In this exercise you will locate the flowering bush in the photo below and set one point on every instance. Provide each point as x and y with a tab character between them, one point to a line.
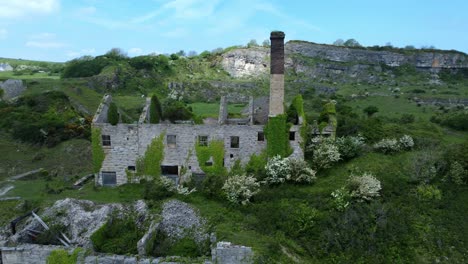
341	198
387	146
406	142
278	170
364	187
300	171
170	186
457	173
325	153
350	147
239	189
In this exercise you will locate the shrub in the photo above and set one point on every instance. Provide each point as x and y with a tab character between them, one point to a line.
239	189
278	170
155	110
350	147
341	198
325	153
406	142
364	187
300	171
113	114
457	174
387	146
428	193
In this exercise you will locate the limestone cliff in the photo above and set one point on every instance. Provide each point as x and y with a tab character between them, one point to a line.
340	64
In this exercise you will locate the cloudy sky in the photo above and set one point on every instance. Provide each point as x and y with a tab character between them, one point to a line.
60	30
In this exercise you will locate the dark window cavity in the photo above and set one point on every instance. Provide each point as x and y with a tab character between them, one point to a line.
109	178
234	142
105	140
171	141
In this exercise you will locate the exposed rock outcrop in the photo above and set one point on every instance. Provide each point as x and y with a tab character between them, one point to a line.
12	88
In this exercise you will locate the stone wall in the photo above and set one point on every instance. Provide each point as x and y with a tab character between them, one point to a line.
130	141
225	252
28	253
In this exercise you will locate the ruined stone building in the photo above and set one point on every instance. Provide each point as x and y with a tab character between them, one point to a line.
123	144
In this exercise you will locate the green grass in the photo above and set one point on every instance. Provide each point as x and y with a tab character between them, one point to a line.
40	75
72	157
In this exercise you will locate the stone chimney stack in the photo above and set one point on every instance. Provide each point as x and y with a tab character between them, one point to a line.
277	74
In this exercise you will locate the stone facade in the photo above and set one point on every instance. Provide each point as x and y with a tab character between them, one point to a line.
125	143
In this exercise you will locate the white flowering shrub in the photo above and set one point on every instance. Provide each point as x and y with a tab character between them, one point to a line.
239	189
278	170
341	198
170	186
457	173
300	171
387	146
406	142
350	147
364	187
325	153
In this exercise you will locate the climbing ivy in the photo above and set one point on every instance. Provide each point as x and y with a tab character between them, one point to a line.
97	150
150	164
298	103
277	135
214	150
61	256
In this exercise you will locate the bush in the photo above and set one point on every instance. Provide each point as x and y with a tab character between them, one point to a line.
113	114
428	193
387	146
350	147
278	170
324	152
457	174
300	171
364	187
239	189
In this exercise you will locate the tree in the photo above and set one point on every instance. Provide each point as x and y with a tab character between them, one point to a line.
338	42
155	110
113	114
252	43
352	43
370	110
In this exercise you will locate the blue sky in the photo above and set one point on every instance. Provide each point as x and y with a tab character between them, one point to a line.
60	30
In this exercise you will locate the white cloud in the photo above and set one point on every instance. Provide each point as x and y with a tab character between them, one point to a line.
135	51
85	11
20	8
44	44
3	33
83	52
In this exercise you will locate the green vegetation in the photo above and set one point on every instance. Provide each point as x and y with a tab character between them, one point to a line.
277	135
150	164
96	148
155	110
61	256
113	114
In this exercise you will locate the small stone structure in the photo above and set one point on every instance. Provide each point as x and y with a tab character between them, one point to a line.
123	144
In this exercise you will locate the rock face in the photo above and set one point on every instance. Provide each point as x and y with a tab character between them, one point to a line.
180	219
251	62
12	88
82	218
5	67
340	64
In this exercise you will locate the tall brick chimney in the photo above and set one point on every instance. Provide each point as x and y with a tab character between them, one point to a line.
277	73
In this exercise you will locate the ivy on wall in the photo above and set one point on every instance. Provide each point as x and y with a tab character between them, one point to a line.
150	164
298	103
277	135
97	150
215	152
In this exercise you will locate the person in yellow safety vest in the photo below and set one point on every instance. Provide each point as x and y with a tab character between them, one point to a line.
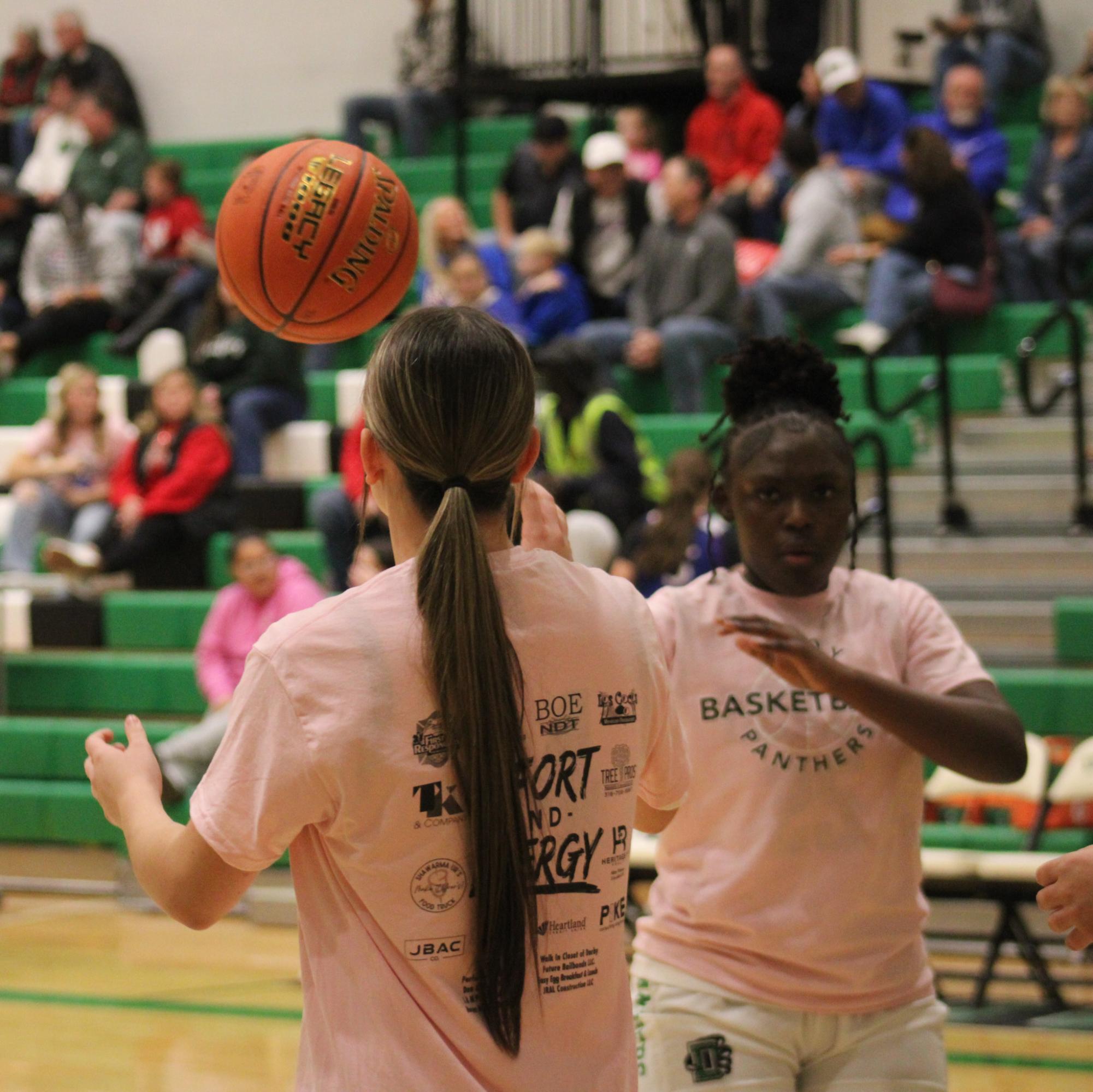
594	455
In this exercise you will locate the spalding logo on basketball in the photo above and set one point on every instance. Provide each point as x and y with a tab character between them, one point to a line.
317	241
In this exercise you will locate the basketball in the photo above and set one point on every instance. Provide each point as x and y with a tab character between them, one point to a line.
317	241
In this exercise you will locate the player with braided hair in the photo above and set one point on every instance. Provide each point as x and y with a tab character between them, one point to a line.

******

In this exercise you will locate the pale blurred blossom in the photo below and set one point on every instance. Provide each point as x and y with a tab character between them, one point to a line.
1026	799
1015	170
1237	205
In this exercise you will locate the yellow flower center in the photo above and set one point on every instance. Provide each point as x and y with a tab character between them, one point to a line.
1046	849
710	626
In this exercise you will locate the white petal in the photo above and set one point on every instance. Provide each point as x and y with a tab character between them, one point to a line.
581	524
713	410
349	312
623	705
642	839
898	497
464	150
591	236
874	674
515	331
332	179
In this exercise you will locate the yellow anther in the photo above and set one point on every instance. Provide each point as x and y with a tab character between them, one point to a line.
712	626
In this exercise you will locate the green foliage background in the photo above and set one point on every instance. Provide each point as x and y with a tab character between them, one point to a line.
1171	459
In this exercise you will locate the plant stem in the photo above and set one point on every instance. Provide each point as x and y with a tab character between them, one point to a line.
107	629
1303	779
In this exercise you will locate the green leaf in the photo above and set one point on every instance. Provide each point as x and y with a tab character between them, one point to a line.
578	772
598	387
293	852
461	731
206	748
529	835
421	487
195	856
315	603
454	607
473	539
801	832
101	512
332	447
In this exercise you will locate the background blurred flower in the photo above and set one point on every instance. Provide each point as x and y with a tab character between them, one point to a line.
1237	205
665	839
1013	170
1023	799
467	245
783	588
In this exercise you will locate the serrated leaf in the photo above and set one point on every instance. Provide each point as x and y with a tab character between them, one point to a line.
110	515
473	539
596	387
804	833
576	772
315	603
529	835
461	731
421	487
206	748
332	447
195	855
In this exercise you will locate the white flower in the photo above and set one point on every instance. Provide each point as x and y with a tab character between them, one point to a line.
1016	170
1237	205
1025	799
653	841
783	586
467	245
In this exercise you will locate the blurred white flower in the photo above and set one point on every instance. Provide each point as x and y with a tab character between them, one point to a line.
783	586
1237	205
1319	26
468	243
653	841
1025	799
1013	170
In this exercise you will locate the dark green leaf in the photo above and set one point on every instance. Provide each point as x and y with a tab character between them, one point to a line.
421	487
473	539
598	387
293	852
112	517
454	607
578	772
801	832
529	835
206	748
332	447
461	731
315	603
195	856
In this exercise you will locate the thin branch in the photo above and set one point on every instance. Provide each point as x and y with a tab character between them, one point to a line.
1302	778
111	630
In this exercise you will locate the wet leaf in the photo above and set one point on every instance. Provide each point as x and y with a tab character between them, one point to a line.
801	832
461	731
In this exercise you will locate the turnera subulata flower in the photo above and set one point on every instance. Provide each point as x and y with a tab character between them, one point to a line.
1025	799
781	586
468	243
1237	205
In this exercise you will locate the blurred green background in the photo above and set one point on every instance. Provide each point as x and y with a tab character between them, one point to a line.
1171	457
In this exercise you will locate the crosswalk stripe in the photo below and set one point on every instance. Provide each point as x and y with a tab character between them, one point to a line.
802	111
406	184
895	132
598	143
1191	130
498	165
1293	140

******

• What is needed:
What are the lines in the records above, word for word, from the one containing "In this exercise you will locate the person" through the one containing "In this exercise you will locate the player", both ends included and pictures left out?

• Answer for this exercise:
In this exercise you will locate the person in yellow safety vest in the photo below and set one point on every instance. Provide each point as x and y with a tab character between them, one point to a line.
594	455
In this exercise you will locate the spalding logo on basketball in the photo above and set one point on every instance. Provide each point as x and y with a tab character between them, one point to a line.
317	241
In this exercise you will locate the basketball in the photo above and set one point on every instance. Provide each point as x and y with a tab character between them, one point to a line.
317	241
In this exercise you will locate the player with braided hair in the photo above and set one point on every instance. Provide each point as x and y with a tab character between them, one point to a line.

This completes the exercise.